PROBLEM STATEMENT:
Show each line below that contains the string "grass". Case counts.

============================================================

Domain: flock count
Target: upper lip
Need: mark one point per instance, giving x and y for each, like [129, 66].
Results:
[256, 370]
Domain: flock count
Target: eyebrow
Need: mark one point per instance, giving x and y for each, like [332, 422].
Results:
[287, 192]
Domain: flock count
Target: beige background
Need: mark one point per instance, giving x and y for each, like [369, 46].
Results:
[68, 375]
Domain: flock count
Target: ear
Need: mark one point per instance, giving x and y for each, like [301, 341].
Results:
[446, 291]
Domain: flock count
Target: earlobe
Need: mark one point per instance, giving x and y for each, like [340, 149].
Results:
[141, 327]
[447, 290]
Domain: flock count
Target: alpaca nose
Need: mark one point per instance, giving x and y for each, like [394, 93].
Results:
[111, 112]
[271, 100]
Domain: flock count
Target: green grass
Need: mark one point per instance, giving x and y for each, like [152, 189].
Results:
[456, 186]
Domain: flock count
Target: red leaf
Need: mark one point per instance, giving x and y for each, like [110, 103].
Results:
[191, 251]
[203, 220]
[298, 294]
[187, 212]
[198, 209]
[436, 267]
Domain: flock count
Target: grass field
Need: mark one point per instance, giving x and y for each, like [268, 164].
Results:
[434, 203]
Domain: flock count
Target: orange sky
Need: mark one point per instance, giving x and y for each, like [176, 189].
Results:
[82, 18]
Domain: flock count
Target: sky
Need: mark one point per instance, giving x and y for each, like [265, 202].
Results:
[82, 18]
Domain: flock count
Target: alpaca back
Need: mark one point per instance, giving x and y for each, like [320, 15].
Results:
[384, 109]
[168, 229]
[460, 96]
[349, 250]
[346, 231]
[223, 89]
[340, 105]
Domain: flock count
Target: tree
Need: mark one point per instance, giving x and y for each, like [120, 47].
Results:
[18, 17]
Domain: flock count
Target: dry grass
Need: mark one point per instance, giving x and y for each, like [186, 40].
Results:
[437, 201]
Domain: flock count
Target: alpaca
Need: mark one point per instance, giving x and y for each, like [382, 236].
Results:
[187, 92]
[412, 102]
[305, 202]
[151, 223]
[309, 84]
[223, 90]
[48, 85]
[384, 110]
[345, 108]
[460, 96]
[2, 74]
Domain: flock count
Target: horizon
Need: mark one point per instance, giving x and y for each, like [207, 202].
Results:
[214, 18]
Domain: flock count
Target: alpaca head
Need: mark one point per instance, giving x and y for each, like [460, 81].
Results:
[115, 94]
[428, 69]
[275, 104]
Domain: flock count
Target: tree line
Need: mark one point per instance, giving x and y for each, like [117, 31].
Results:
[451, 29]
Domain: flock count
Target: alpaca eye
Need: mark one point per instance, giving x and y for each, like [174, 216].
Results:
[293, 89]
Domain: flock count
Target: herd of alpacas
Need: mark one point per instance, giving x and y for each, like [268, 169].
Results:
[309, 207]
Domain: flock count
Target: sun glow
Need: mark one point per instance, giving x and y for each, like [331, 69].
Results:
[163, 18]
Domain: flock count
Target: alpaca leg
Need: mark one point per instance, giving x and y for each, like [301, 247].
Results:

============================================================

SOLUTION TO THIS PROBLEM:
Target: green grass
Target: grass field
Target: dry grass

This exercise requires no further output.